# SOURCE PASSAGE

┏━━

Rain (also: Rain (Lech)) is a town in the Donau-Ries district, in Bavaria, Germany. It is situated on the river Lech, close to its confluence with the Danube, 11 km east of Donauwörth.

Rain is on the B16 road and served by the Ingolstadt–Neuoffingen railway (part of the Danube Valley Railway—Donautalbahn), both of which run between Ulm and Regensburg.

The earliest reference to Rain is in a document of the Niederschönenfeld monastery dated 4 July 1257, wherein it is described as a "civitas nostra" or ducal town. It is most probable that Rain was founded during the reign of Otto II Wittelsbach, Duke of Bavaria (1248–1253) or at the latest in the reign of Louis II, Duke of Bavaria (1253–1294) before 1257.

Rain was founded for economic and strategic reasons. The town protected Bavaria from the northwest and collected customs from its bridge over the river Lech.

On 15 April 1632, during the Thirty Years War, the Battle of Rain took place. The Protestant army of Gustavus Adolphus of Sweden defeated the army of the Catholic League commanded by Johann Tserclaes von Tilly. Tilly withdrew his troops to Ingolstadt, where he died from tetanus from an infected gunshot wound in his thigh.

┗━━

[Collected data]
┏━━

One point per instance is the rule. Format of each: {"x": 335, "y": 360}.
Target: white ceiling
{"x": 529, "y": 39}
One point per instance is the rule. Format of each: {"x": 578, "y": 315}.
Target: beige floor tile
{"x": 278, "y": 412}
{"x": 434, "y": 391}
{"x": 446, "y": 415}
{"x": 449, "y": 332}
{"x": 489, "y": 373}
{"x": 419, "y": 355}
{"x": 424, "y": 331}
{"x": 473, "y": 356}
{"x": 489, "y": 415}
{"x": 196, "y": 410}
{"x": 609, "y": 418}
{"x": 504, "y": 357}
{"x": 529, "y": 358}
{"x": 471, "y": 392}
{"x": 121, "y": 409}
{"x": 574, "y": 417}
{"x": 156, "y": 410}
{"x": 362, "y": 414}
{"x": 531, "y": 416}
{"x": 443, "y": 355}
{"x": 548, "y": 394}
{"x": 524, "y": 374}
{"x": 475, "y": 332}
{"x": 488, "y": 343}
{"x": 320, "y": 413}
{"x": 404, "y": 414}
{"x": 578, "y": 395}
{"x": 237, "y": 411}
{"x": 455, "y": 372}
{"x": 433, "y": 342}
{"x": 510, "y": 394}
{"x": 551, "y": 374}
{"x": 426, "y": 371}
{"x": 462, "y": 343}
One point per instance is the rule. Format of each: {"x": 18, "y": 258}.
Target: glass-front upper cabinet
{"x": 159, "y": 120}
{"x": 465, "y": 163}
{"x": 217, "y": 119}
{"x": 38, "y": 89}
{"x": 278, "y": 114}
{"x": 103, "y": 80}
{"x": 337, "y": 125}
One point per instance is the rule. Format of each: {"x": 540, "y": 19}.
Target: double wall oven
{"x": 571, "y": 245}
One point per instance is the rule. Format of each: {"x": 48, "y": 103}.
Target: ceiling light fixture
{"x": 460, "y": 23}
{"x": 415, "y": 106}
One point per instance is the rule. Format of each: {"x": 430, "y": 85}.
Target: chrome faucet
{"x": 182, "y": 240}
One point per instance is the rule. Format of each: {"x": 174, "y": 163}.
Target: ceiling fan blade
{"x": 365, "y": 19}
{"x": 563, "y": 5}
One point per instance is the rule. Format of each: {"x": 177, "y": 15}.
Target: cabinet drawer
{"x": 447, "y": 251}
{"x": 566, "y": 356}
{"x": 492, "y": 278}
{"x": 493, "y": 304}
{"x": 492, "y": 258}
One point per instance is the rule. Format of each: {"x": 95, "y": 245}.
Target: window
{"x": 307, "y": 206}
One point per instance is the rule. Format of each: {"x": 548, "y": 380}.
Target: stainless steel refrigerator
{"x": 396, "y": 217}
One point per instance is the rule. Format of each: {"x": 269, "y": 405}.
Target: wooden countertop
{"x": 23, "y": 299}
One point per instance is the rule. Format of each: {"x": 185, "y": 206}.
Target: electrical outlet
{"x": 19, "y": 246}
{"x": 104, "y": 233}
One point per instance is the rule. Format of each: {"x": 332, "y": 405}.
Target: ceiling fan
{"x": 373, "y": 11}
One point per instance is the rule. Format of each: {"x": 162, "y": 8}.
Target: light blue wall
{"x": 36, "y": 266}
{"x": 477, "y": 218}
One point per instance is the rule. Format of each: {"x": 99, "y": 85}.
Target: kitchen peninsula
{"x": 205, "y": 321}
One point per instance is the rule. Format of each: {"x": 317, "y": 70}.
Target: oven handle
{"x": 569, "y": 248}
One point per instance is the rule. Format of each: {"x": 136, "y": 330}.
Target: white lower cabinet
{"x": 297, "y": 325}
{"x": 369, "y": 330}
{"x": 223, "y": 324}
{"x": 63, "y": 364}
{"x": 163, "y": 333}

┗━━

# TASK GOAL
Copy the passage about Rain word for word, from "The earliest reference" to "(1253–1294) before 1257.", inclusive. Rely solely on the passage about Rain.

# TASK RESPONSE
The earliest reference to Rain is in a document of the Niederschönenfeld monastery dated 4 July 1257, wherein it is described as a "civitas nostra" or ducal town. It is most probable that Rain was founded during the reign of Otto II Wittelsbach, Duke of Bavaria (1248–1253) or at the latest in the reign of Louis II, Duke of Bavaria (1253–1294) before 1257.